**WHAT THE TASK REQUIRES:**
Give back, unchanged, each line from the one containing "trolley in the photo above." through the last line of the entries below.

# THE INPUT start

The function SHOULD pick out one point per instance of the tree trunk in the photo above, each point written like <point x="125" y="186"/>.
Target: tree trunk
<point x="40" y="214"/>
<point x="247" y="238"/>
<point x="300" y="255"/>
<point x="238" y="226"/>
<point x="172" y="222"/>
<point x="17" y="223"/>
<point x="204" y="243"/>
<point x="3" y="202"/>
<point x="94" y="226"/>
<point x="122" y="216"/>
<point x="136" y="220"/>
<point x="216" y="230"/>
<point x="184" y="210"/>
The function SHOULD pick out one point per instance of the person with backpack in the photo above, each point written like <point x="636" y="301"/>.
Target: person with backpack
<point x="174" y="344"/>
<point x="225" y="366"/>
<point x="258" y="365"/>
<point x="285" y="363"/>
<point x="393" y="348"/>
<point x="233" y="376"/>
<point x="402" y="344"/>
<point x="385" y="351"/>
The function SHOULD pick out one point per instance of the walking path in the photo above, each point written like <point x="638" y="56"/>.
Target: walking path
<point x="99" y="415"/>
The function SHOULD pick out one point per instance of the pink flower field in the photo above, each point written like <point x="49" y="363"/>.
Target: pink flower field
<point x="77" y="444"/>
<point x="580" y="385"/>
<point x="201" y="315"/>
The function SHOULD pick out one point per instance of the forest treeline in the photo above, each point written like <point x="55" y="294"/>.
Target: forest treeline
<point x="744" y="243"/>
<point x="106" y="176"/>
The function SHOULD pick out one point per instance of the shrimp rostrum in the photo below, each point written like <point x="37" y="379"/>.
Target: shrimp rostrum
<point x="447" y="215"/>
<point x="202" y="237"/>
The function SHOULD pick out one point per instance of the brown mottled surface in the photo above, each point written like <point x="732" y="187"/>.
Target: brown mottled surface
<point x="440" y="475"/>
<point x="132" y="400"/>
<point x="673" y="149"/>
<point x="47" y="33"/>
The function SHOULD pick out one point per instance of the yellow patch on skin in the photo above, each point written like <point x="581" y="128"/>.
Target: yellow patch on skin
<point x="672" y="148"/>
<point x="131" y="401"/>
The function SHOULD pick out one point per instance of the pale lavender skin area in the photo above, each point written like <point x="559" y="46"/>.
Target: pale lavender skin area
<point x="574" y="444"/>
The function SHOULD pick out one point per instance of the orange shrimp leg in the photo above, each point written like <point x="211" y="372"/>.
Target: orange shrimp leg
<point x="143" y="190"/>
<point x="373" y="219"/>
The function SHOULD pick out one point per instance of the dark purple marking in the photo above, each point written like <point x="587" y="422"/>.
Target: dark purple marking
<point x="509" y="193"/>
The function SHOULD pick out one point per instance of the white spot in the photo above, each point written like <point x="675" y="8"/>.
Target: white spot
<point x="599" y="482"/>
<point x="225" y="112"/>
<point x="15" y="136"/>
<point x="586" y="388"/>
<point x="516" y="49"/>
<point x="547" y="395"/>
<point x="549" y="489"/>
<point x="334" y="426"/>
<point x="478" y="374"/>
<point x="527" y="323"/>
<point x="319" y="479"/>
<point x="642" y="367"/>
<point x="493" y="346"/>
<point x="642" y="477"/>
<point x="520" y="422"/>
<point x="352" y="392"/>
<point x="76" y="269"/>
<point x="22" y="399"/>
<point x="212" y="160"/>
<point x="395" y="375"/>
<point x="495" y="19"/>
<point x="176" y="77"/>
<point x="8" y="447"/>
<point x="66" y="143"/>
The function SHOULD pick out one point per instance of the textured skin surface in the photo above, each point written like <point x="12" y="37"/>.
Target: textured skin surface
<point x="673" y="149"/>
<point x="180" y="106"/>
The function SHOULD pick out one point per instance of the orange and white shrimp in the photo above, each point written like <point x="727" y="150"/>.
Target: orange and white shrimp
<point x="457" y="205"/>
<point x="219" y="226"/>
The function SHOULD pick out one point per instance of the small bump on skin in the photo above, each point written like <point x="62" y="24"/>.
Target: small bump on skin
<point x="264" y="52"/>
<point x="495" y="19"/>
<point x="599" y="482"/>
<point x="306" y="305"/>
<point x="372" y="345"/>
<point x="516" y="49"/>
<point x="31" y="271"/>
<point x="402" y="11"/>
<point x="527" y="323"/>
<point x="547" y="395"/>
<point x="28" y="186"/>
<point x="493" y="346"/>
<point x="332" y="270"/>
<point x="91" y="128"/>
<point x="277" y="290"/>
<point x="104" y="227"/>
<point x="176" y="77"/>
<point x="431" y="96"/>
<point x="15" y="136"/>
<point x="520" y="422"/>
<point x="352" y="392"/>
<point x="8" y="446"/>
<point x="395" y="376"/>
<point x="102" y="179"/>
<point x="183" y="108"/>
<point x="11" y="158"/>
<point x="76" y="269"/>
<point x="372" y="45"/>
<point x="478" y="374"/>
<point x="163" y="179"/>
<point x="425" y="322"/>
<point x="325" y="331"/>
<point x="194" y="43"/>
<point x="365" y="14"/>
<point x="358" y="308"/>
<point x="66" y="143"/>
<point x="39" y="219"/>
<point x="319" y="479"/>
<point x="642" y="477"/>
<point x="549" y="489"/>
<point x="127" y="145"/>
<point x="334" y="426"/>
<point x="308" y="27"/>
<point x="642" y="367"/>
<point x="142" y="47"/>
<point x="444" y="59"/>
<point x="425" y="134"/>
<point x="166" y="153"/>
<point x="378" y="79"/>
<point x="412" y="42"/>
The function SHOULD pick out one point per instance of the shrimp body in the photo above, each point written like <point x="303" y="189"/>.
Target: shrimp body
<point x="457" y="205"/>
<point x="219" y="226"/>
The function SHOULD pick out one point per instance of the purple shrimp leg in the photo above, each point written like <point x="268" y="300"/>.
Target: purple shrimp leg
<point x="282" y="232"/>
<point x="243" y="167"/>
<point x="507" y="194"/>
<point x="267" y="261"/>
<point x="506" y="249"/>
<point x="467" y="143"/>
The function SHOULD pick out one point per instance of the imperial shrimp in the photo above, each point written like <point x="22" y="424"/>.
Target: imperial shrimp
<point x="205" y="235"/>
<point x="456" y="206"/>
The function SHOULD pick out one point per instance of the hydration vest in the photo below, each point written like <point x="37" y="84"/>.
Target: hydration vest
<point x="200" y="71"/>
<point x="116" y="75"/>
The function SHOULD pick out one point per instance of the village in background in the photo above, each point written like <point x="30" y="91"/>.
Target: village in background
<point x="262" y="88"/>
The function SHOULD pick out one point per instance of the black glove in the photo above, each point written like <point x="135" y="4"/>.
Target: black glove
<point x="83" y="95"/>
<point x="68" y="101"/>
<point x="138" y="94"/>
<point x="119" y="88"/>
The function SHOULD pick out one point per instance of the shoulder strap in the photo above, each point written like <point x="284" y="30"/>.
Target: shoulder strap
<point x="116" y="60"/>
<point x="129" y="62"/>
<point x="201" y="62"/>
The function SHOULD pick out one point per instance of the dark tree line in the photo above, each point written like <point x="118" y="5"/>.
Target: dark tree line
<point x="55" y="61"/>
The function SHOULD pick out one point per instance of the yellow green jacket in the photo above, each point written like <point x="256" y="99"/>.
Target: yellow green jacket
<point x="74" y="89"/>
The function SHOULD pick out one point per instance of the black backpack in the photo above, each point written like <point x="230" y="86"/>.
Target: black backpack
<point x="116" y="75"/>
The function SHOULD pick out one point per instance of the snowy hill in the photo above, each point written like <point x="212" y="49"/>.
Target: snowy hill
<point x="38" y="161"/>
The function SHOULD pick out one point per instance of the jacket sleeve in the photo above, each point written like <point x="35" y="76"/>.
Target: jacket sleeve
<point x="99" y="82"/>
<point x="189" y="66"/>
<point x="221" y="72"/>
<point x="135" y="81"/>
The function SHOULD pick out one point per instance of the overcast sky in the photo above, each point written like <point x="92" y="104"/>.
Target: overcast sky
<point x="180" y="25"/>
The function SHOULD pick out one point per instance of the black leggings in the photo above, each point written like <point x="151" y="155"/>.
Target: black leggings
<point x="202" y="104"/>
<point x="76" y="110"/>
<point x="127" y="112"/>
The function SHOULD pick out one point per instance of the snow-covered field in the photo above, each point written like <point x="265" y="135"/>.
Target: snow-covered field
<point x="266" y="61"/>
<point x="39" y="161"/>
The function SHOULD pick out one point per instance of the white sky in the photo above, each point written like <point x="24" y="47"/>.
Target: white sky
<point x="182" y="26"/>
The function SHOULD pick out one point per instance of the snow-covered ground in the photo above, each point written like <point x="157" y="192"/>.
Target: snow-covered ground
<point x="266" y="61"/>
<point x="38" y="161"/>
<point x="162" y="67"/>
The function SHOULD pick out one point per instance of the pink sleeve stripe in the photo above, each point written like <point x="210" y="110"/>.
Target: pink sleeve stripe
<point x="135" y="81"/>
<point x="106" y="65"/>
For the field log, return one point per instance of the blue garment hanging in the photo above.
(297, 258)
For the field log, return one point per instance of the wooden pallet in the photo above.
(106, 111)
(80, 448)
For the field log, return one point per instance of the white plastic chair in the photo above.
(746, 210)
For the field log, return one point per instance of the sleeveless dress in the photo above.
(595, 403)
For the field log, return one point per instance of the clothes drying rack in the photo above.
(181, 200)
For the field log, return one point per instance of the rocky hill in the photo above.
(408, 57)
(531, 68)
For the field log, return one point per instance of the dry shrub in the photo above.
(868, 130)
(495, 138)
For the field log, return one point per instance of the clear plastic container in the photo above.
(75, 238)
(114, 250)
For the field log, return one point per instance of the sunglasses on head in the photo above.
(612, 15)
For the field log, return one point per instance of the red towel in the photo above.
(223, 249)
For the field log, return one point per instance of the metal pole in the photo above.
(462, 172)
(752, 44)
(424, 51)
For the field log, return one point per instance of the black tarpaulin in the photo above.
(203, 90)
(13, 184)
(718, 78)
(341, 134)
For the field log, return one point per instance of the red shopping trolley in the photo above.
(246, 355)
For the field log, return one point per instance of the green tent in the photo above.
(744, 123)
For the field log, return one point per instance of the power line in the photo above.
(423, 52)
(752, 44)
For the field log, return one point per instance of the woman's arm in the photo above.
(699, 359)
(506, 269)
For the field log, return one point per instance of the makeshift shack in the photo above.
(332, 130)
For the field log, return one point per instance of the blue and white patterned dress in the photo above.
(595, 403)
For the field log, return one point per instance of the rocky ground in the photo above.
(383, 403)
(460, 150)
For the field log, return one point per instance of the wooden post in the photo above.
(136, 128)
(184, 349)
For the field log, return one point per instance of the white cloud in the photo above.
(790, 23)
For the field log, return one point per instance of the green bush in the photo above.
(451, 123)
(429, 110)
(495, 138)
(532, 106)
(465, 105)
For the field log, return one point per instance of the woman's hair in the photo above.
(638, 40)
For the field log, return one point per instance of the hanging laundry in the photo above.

# THE INPUT end

**RESPONSE:**
For the field log, return one point per instance of the red shopping trolley in the photo above.
(246, 355)
For the field log, return one point per instance of the green tent in the photo above.
(744, 123)
For the field log, return one point per instance of the power line in the photo above.
(423, 52)
(752, 44)
For the field log, return one point per instance of the woman's arm in the photo above.
(699, 359)
(506, 269)
For the field log, return one point per instance of the makeshift shack in the photo above.
(332, 130)
For the field log, return one point per instance of the blue and white patterned dress in the photo above.
(595, 403)
For the field log, return one point per instance of the rocky ground in the photo above.
(383, 403)
(460, 150)
For the field log, return one point per instance of the wooden post in the photo above.
(136, 128)
(184, 349)
For the field log, return one point per instance of the white cloud in the photo above.
(790, 23)
For the field log, return one point per instance of the green bush in the photo above.
(451, 123)
(429, 110)
(495, 138)
(532, 106)
(465, 105)
For the field log, return one point per instance of the woman's hair in the photo above.
(638, 40)
For the field log, return one point per instance of the hanging laundry in the photo above.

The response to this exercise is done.